Reading text:

Thursday 21 July 2011

Getting the old pea plants out.

I decided to take out all the old pea plants today.  I had picked most of the peas and the plants were beginning to turn yellow.  I wanted to glean any pea pods that I had not picked before so there was a tub ready for those pea pods.  I also had a tub for the wire ties that held up the chicken wire which the peas had grown up.  Taking up the pea plants is not hard.  They pull out of the soil really easily.  The time consuming job is taking down the supports.

I thought that I would take everything down to the store shed and put it away even though I will be using it again when the new Kelvedon Wonder pea plants are big enough.  I am growing Kelvedon Wonder peas on the same ground as the Early Onward peas were on.  I don't think that this will be bad for the soil because the Early Onward were healthy plants when taken out.  The ground will have extra nitrogen from the previous peas; there will be rhizobium bacteria in the soil which the peas can form symbiotic relationship with and, whether they produce peas or not, they will add even more nitrogen into the soil. The nitrogen will only get back into the soil if the tops are dug in - so that is what I will do when they are killed by the frosts in the autumn.

I am putting the pea plant tops on the comfrey bed because they are going to be dug into the soil when the pea bed is dug over.  I will also pack in some grass mowings as well to increase the carbon content of this area of soil.  This will have rotted down well by next year when I plant the roots in this bed.

Tasks and exercises:
• 1. From the garden diary entry about the old pea plants, list every item the writer removes from the pea bed.
• 2. Answer these questions from the garden diary entry about the old pea plants:
(a) What two conditions led the writer to take the plants out?
(b) Which pea variety is going on the same ground?
(c) When will the tops of the new peas be dug in?
• 3. Extend the garden diary entry about the old pea plants, picking up after its final sentence.

Study material:
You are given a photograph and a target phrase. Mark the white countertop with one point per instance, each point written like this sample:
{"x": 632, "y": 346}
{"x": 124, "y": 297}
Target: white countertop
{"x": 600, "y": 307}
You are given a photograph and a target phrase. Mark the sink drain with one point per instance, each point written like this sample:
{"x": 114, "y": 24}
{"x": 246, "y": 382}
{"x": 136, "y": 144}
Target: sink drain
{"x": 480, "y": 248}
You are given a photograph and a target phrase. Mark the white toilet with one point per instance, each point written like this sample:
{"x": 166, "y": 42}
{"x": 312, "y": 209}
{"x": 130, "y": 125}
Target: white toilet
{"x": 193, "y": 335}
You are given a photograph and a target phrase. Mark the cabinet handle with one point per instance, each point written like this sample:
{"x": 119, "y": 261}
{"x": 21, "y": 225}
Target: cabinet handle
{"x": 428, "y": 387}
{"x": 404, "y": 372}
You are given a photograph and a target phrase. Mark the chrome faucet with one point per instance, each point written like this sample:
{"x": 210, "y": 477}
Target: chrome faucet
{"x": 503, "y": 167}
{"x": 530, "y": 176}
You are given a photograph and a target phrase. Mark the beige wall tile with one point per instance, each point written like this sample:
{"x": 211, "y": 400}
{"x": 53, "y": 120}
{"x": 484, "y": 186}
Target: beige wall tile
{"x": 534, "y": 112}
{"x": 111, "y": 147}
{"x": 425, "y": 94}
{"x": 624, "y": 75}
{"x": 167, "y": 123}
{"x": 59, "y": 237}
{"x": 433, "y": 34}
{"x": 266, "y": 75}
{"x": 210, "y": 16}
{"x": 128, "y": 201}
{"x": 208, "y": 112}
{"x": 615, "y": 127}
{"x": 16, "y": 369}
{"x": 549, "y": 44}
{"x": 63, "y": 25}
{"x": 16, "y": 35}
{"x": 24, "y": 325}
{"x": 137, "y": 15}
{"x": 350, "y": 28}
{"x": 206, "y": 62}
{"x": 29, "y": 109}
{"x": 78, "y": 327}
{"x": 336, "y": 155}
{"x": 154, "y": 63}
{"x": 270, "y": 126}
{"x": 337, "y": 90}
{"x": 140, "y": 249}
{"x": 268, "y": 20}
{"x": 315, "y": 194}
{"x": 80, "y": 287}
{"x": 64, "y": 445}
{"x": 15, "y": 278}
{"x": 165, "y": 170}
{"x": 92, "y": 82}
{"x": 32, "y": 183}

---

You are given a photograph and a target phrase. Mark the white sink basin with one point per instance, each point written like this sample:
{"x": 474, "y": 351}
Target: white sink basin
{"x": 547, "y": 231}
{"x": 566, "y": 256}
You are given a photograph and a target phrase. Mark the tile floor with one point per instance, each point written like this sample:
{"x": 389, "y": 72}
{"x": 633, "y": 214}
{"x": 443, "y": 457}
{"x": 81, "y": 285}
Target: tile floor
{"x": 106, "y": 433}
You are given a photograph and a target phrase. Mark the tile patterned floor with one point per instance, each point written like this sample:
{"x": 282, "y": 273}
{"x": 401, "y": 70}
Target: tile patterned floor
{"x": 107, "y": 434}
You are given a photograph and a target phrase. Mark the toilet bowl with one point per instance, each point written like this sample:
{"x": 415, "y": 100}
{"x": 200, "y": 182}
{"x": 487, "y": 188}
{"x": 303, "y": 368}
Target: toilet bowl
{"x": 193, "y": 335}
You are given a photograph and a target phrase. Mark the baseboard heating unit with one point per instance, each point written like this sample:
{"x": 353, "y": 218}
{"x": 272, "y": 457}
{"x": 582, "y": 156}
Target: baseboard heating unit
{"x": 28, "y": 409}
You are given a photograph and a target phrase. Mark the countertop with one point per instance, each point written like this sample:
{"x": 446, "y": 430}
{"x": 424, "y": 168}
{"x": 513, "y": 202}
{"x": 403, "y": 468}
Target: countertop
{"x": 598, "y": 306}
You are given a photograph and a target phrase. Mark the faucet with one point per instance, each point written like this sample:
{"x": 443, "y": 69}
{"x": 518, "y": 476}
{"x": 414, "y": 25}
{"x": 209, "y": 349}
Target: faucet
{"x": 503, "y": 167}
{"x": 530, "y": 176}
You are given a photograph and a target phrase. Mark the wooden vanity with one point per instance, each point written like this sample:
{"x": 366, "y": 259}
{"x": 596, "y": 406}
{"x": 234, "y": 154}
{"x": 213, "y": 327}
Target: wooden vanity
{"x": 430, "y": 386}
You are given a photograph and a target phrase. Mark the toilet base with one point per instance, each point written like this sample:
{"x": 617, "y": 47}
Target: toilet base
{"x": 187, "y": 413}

--

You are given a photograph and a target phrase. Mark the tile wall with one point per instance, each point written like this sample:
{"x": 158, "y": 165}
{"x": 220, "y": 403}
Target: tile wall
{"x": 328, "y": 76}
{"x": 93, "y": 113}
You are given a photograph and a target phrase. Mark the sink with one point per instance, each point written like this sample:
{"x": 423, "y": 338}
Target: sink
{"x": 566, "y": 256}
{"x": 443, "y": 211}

Written responses:
• 1.
- The old pea plants
- Unpicked pea pods
- The wire ties
- The chicken wire the peas grew up

• 2.
(a) Most of the peas had been picked, and the plants were starting to turn yellow.
(b) Kelvedon Wonder.
(c) When autumn frosts kill them.

• 3.
It took quite a while to remove the four rows of pea plants that were beginning to go over.  The ground was then hoed and raked to take off the few weeds that were growing between the peas.  I will begin to dig this over tomorrow.

Two tubs of pea pods were harvested while the pea plants were taken out and these will probably give about 2 kg of podded peas.  I will pod the peas at the allotment tomorrow.  This is another time consuming project.

Large inoculated charcoal lumps were scattered over the surface of the pea bed which were crushed to make a finer mixture and put back on the soil.  This bed has had inoculated charcoal put onto it for three years running now.  This is probably why the peas grew so big.

The sweet peas needed finishing off so I went through them taking off flowers.  The flowers were bought home.  The plants will now divert most of their energy into producing new flowers because they do not have any energy sapping side shoots and tendrils.  I was going to feed them today because I had disturbed them quite a lot yesterday.  Tomorrow will do though.